#### WHAT TO WORK ON:
Below is a block of records. Copy every line in it that contains the word "horse".

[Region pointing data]
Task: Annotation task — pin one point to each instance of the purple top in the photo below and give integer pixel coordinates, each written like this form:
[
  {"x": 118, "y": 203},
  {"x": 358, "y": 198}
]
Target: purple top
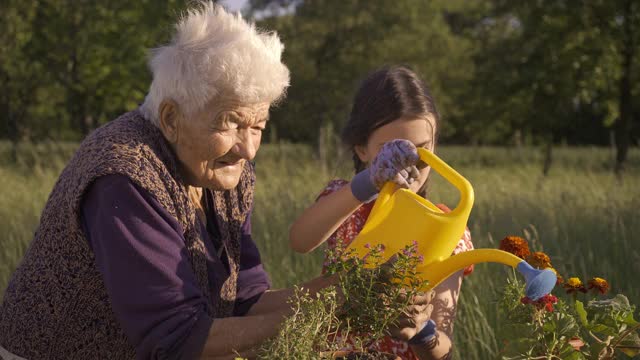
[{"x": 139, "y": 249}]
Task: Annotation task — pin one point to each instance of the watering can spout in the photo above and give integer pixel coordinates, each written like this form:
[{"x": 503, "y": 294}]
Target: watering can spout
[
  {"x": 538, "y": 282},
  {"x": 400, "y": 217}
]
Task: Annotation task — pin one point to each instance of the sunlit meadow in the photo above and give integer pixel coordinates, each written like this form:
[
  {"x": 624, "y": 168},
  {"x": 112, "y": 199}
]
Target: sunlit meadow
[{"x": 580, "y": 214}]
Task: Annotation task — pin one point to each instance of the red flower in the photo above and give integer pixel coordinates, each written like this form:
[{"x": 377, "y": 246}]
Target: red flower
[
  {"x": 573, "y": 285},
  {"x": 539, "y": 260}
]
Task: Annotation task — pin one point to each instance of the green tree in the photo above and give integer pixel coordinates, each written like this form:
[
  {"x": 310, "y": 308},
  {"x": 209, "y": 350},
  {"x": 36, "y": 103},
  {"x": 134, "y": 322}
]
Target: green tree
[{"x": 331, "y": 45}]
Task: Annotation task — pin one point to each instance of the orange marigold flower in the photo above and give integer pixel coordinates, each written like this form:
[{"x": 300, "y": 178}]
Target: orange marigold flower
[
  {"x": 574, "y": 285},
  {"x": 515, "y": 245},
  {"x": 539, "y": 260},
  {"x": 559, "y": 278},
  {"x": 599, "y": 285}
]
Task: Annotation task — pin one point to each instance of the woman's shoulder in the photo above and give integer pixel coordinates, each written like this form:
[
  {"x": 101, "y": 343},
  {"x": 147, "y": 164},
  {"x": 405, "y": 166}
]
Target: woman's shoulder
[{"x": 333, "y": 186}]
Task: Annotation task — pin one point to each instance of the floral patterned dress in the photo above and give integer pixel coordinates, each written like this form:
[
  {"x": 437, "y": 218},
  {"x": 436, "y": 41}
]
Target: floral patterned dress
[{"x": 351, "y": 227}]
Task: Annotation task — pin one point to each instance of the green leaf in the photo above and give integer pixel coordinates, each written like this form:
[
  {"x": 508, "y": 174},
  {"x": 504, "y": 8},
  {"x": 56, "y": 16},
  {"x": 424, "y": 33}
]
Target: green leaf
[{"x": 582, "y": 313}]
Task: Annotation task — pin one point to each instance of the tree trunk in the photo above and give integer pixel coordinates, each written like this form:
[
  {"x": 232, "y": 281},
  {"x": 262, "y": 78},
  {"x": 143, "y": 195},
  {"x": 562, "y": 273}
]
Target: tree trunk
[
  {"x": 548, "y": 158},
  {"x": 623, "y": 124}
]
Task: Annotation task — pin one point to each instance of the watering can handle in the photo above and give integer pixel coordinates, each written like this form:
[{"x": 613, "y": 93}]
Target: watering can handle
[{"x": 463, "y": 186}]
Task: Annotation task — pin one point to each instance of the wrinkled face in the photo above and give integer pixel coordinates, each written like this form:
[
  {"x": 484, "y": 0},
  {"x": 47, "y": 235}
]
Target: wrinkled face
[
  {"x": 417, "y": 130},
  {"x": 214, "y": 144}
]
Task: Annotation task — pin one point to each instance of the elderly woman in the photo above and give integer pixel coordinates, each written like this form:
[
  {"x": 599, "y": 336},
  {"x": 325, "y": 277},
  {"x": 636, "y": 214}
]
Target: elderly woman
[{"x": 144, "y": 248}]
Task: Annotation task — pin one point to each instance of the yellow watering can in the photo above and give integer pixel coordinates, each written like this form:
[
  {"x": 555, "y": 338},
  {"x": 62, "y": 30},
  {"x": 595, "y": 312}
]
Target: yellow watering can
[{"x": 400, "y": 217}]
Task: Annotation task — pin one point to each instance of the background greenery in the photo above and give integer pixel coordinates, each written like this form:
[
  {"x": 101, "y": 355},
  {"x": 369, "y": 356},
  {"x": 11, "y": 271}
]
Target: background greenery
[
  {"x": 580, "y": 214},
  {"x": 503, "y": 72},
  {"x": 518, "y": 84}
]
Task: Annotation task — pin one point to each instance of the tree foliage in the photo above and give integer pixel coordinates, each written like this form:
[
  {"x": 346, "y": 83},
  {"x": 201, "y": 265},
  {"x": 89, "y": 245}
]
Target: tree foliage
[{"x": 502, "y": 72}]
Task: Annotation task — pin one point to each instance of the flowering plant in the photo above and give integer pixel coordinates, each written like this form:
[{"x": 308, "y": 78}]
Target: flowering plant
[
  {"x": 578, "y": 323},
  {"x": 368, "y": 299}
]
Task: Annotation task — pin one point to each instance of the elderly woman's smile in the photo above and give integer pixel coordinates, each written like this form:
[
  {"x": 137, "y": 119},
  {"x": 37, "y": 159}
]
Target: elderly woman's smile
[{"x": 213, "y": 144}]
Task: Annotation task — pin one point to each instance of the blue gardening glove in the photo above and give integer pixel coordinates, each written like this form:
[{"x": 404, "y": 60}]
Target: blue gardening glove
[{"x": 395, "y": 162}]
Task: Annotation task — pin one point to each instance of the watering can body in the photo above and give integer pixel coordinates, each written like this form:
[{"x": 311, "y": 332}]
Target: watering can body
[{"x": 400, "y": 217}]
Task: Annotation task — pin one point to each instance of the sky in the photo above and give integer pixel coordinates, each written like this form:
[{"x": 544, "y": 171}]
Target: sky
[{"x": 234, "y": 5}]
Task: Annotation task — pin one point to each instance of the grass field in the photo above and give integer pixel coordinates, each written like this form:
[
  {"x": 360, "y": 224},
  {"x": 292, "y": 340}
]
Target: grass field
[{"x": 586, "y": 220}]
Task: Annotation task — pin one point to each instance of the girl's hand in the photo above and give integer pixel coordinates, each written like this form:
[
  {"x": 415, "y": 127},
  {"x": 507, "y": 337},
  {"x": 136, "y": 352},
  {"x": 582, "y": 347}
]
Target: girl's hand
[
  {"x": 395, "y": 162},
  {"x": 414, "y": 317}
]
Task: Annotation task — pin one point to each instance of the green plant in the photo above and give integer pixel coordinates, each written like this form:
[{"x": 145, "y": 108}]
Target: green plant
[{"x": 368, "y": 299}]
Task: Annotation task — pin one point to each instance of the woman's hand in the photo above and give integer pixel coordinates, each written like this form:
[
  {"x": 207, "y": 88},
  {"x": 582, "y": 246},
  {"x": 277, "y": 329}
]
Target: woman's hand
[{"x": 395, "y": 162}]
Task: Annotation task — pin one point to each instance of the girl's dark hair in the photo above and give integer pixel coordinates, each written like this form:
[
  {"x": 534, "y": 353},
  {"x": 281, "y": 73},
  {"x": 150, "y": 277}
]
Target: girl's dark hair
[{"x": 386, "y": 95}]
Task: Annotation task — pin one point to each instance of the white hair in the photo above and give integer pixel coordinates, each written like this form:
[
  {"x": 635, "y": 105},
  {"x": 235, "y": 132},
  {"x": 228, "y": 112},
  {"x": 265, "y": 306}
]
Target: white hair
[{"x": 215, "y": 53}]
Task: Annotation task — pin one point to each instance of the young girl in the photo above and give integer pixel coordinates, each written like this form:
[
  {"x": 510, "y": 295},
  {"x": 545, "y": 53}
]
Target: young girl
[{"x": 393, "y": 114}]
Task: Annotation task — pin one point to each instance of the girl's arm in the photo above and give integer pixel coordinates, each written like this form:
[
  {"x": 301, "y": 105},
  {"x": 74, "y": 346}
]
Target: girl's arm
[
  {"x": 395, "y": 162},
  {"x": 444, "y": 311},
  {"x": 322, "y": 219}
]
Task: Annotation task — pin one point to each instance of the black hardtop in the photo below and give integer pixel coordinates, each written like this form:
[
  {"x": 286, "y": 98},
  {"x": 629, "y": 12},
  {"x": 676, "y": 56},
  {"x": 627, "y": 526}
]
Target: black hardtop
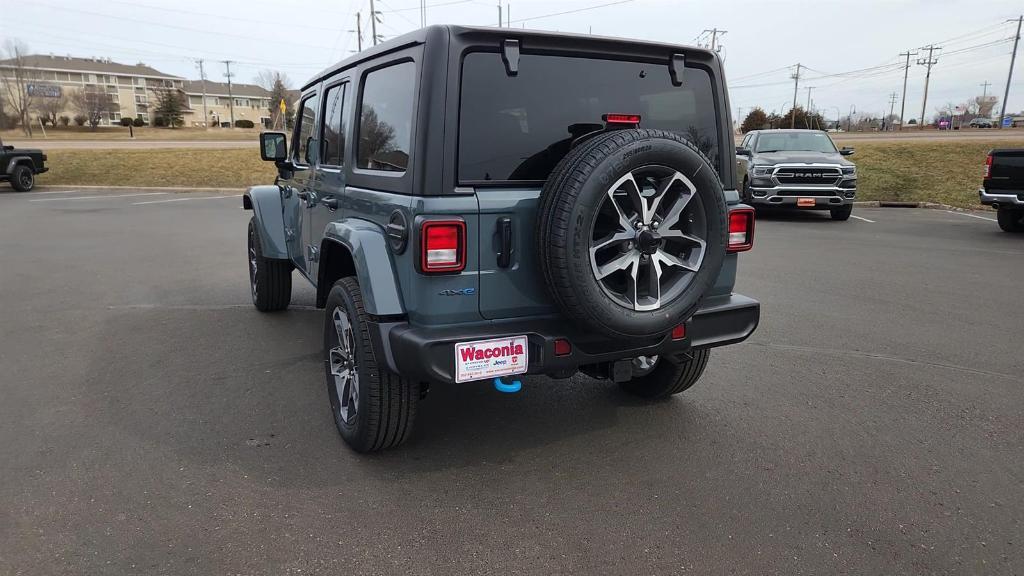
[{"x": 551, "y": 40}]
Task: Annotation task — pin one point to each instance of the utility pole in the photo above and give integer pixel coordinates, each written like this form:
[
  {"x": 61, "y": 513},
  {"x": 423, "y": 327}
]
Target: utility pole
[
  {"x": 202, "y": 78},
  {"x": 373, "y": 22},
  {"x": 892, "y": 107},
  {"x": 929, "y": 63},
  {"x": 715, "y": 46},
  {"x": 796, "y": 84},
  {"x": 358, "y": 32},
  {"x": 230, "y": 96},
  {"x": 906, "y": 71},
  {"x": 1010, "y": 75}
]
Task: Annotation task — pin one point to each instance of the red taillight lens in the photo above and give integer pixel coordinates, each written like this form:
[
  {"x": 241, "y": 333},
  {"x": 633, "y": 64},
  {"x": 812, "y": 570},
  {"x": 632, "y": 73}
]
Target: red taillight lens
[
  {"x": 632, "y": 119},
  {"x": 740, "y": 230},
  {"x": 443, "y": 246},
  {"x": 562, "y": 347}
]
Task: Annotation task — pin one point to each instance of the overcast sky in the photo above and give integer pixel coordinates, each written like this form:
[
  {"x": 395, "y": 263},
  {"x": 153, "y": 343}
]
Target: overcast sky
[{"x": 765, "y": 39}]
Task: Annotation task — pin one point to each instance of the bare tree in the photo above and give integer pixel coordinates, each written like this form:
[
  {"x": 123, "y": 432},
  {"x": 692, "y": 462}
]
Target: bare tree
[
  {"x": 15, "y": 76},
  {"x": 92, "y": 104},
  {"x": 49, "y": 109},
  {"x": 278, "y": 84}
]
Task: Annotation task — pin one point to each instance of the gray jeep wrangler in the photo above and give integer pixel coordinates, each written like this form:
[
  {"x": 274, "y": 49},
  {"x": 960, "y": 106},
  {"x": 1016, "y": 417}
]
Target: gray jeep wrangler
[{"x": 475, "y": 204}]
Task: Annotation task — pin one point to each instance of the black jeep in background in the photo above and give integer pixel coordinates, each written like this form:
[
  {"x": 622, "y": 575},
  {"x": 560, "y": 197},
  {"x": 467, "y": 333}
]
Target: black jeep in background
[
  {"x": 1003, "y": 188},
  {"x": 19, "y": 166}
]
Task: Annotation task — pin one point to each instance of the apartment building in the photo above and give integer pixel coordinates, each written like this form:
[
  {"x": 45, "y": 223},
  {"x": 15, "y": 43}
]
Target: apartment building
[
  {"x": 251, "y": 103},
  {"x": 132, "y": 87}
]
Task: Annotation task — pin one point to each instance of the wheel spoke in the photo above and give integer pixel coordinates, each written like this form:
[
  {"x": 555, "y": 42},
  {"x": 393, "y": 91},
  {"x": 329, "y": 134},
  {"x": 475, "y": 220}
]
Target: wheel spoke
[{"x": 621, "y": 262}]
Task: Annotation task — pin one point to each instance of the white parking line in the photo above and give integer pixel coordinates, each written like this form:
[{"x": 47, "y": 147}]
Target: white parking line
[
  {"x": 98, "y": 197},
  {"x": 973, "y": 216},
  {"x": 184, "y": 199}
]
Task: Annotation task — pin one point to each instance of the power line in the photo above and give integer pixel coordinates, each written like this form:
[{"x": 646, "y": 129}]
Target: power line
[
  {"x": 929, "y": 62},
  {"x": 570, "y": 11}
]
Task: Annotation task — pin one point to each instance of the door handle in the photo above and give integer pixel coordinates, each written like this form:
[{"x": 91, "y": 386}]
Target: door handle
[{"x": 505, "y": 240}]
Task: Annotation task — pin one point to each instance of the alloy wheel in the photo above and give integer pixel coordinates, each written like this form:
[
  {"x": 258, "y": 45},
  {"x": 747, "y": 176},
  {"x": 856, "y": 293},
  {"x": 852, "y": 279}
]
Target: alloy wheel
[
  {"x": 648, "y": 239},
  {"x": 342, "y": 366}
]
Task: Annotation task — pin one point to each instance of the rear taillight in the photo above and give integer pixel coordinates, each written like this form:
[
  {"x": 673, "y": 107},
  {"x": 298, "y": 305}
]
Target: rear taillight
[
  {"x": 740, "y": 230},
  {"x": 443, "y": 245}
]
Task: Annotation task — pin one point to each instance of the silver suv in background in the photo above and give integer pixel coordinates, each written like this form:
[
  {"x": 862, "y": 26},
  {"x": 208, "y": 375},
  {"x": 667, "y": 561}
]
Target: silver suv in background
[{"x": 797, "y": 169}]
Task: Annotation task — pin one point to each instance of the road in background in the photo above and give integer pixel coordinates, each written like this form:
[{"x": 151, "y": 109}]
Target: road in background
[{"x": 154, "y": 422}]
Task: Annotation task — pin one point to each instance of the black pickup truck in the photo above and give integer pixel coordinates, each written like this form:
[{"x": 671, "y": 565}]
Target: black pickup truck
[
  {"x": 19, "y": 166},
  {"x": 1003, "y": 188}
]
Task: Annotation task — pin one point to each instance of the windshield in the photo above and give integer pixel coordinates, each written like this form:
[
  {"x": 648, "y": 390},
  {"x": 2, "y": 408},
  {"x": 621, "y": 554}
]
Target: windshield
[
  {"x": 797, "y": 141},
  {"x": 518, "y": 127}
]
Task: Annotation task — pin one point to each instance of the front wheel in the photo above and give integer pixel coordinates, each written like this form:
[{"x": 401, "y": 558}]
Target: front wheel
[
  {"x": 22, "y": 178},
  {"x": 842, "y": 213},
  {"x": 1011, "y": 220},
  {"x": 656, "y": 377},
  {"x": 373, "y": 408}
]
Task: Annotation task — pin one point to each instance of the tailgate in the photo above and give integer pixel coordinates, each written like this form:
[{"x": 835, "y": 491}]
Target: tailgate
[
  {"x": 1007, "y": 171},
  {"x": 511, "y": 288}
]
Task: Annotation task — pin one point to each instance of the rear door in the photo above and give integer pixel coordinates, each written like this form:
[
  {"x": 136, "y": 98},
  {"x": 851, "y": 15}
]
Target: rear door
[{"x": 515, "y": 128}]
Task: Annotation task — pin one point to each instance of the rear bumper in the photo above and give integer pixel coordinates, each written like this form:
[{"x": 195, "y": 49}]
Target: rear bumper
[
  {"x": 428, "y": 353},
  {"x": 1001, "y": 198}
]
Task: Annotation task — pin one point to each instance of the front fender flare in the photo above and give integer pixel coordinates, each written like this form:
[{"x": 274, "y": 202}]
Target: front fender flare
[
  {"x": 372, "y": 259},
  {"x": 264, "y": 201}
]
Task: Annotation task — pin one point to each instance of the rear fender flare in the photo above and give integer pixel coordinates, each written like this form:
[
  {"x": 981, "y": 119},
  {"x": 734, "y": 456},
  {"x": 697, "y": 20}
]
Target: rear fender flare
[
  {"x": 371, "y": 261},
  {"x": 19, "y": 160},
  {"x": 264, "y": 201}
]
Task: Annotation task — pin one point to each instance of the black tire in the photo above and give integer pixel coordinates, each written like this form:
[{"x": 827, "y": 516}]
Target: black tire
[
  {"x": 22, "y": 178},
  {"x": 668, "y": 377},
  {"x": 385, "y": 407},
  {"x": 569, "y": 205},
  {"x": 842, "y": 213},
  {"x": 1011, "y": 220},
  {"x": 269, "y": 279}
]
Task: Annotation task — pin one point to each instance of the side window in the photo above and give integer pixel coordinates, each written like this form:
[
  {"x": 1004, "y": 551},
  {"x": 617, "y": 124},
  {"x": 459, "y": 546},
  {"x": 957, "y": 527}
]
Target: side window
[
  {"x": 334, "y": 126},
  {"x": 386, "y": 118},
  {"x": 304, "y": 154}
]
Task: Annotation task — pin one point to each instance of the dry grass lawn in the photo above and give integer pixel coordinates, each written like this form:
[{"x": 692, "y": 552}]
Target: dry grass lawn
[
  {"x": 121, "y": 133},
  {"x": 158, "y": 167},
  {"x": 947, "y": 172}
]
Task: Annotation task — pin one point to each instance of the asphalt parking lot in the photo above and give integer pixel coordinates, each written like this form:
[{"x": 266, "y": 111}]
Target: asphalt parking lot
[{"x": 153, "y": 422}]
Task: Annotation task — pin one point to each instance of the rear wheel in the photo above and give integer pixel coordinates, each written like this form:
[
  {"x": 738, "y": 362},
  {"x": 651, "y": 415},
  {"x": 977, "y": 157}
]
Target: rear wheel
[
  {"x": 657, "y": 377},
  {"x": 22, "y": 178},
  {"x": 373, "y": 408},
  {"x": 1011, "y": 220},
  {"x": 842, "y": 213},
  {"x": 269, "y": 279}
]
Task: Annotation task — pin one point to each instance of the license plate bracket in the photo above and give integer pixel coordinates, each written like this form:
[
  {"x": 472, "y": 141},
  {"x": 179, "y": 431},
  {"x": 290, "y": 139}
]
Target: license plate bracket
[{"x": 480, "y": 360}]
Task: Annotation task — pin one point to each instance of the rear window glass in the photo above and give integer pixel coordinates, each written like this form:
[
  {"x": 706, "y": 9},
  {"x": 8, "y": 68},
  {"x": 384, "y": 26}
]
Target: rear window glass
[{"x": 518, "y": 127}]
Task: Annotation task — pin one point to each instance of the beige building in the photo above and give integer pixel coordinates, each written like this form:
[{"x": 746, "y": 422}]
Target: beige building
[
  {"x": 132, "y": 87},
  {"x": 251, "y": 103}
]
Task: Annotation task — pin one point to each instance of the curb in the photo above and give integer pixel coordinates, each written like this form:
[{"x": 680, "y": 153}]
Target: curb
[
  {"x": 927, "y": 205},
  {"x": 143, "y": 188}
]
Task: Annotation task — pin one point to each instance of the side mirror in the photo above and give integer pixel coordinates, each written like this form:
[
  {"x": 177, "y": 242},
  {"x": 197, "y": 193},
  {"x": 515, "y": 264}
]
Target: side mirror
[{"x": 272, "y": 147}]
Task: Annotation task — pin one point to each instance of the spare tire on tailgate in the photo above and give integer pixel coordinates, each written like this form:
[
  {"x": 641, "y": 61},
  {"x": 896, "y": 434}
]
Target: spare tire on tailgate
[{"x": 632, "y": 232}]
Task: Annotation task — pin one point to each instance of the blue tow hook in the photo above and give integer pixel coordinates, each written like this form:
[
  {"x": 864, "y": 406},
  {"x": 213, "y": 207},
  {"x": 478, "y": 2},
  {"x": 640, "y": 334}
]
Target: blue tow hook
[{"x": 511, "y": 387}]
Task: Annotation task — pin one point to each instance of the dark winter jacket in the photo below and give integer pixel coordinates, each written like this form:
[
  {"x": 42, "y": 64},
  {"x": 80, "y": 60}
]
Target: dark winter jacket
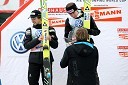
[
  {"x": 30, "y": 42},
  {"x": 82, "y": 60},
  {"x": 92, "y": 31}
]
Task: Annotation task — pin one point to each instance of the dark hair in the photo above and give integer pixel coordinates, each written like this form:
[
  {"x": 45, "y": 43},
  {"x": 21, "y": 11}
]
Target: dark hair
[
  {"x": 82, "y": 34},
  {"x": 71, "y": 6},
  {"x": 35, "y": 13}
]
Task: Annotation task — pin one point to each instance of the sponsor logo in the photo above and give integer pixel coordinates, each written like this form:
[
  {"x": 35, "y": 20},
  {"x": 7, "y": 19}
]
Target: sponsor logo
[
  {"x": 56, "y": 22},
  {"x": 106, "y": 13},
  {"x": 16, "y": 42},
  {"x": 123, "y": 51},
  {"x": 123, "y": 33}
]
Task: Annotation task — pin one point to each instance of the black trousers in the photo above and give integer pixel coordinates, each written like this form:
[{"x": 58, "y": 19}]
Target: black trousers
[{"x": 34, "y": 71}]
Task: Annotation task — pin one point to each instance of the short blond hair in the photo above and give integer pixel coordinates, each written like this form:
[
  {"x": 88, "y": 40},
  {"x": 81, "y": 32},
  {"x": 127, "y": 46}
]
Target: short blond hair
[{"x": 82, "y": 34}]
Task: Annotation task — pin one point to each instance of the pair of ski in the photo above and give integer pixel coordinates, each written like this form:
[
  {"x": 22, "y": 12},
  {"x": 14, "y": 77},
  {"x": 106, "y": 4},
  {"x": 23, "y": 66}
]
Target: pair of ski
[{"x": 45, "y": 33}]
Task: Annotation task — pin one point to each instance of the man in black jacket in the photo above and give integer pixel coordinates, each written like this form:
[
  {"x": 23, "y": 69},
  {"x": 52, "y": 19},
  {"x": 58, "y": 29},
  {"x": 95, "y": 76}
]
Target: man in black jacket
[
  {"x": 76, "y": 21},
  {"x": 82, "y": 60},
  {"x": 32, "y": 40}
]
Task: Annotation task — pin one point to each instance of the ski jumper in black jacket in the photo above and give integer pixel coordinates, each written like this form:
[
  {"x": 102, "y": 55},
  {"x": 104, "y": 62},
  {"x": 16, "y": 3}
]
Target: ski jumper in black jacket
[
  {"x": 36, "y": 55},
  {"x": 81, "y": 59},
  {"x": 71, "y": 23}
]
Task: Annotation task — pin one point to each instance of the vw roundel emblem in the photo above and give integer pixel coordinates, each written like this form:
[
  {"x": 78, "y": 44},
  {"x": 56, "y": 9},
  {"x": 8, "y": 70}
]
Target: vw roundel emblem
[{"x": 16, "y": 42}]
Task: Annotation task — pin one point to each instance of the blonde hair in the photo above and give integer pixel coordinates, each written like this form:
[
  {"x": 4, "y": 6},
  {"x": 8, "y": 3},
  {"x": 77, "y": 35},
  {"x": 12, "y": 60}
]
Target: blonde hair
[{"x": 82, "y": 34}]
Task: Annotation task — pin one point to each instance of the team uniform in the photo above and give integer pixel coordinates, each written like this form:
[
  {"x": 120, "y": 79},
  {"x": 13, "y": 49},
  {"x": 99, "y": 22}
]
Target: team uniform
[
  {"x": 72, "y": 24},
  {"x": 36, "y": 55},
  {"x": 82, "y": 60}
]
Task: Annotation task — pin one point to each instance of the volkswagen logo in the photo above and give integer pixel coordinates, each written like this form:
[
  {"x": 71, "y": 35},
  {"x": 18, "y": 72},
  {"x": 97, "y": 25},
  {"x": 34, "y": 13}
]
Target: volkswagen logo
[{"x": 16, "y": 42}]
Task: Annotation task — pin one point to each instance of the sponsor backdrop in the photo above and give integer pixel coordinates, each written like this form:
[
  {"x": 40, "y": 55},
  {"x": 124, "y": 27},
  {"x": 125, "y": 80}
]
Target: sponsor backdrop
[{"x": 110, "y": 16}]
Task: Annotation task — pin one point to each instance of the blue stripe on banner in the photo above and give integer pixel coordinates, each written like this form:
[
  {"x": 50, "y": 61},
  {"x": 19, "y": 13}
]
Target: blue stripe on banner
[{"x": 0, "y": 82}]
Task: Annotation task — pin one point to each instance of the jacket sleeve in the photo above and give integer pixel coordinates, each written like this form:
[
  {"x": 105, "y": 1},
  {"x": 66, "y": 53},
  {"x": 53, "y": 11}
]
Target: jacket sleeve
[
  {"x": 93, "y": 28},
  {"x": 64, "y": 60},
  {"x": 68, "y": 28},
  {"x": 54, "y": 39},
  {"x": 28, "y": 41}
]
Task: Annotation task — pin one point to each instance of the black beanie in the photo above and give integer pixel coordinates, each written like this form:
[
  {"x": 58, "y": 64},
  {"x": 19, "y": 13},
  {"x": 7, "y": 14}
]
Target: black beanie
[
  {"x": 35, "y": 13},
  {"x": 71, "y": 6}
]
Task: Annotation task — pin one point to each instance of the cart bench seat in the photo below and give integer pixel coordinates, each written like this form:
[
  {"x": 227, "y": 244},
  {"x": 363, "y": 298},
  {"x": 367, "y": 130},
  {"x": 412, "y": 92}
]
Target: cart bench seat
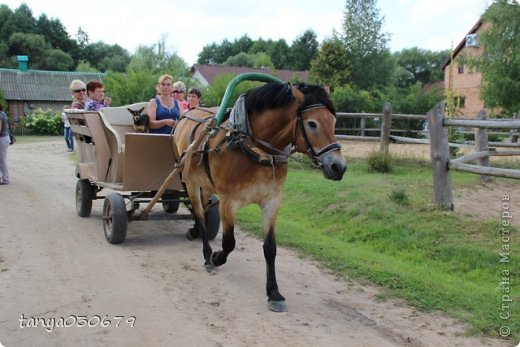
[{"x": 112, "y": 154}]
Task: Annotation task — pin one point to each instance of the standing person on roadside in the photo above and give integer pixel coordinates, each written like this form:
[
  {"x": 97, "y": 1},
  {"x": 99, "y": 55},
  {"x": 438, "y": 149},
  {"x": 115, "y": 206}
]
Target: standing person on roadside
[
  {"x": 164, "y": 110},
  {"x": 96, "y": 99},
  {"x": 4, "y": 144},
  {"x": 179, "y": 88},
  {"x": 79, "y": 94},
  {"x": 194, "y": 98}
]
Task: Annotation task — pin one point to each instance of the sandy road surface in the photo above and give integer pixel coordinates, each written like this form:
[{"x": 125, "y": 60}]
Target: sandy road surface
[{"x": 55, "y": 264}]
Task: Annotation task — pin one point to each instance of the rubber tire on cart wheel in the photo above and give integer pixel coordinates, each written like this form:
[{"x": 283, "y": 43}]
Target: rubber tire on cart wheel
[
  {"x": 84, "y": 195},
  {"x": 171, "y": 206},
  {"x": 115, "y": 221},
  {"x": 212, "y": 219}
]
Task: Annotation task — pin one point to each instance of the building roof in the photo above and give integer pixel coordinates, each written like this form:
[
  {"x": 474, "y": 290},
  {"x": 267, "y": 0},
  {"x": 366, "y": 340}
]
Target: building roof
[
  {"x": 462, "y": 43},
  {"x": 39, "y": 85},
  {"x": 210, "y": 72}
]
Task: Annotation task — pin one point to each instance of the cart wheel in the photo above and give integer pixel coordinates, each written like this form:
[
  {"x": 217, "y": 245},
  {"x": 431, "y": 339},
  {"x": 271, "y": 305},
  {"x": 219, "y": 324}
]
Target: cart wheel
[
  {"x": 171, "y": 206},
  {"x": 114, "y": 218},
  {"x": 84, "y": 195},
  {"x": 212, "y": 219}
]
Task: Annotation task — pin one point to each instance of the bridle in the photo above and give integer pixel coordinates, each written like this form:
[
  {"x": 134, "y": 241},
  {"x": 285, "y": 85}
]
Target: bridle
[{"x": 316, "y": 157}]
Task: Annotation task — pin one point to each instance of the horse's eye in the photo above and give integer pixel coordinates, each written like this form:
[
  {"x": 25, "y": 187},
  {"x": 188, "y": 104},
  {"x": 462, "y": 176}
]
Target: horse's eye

#### THE COMPLETED TASK:
Task: Annotation task — pin one point to each instance of the horse's eye in the photo above and give integer pixel coordinates, each written like this form:
Target: horse's eye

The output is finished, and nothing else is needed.